## Start Reading passage

Hi Alex,

On Sat, Feb 19, 2011 at 11:58 PM, Alexander Burger <a...@software-lab.de> wrote:
> Hi Ana,
>
>> i'm looking for a minimum list of functions to create a lisp
>> interpreter (like picolisp :). which ones to master to grok all of the
>> other functions that are built on top of the foundation functions?
>
> Well, this is a question quite often asked in other Lisp groups too.
>
> I think it is difficult to answer. If you look in Lisp books, you read
> that you need 'eval', 'apply', 'cons', 'car', 'cdr' and 'cond'. Then
> 'quote', 'set' (perhaps 'setq'), and some predicate functions like
> 'atom'. Arithmetic functions might also be useful.


true. this is where i'm starting. been years since i touched lisp and
i'm approaching it with a blank slate.

>
> But for a practical Lisp, you need also I/O functions, which usually
> take up the largest part of the interpreter. And the second largest part
> is taken by the Lisp execution itself (parameter and variable bindings,
> control transfer etc.)


true.

## End Reading passage
## Start Extracted entries

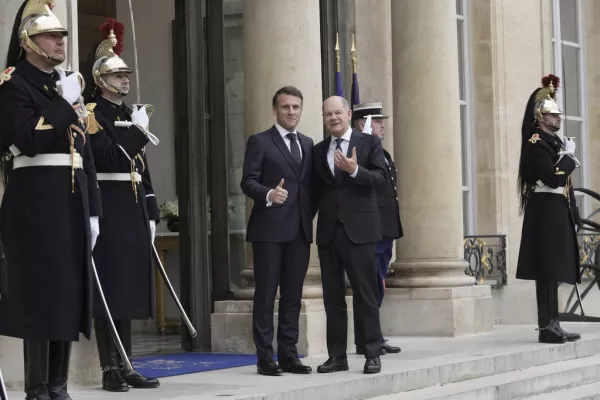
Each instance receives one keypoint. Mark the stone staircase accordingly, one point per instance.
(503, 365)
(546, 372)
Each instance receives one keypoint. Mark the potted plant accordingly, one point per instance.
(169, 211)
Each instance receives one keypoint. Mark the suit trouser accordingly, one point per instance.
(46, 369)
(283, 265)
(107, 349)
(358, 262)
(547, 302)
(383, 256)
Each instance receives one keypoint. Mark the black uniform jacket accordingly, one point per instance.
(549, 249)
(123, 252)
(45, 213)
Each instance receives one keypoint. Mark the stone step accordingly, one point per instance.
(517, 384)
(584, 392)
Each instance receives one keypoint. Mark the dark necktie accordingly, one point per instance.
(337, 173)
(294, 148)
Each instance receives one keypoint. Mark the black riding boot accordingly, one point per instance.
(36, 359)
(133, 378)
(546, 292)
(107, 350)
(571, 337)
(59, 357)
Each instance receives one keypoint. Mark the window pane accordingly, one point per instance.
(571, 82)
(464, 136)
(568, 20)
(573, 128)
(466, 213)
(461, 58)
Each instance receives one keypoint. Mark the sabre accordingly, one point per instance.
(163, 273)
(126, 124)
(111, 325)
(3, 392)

## End Extracted entries

(Work instructions)
#1 Answer these questions about the email on building a Lisp interpreter:
(a) According to Alexander Burger, which six functions do Lisp books say you need?
(b) What does he say usually takes up the largest part of a practical interpreter?
(c) How long has it been since the person replying last touched Lisp?
#2 Proceed with the email on building a Lisp interpreter, writing on from its final line.
The data has no role in this work.

(Set of answers)
#1
(a) 'eval', 'apply', 'cons', 'car', 'cdr' and 'cond'.
(b) I/O functions.
(c) Years.

#2
>
> So the functions per se are not the problem. Most built-in functions in
> Lisp are quite simple, some even trivial. It is their interplay which
> makes up the system.
>
> Moreover, if you try to stay with an absolute minimal set of built-in
> functions, you'll see that the rest of the system will become both very
> slow and complicated (as many things are simpler to code in a
> lower-level language).
>
> PicoLisp was designed with such goals in mind (to be minimal in certain
> ways), but it tries to keep a balance between minimalism and pragmatism.
>
> Just my opinion ;-)

that's why i'm on *this* list! :)

>
> Tomas Hlavaty investigated that matter a bit deeper. Perhaps he can tell
> us more about his experiences?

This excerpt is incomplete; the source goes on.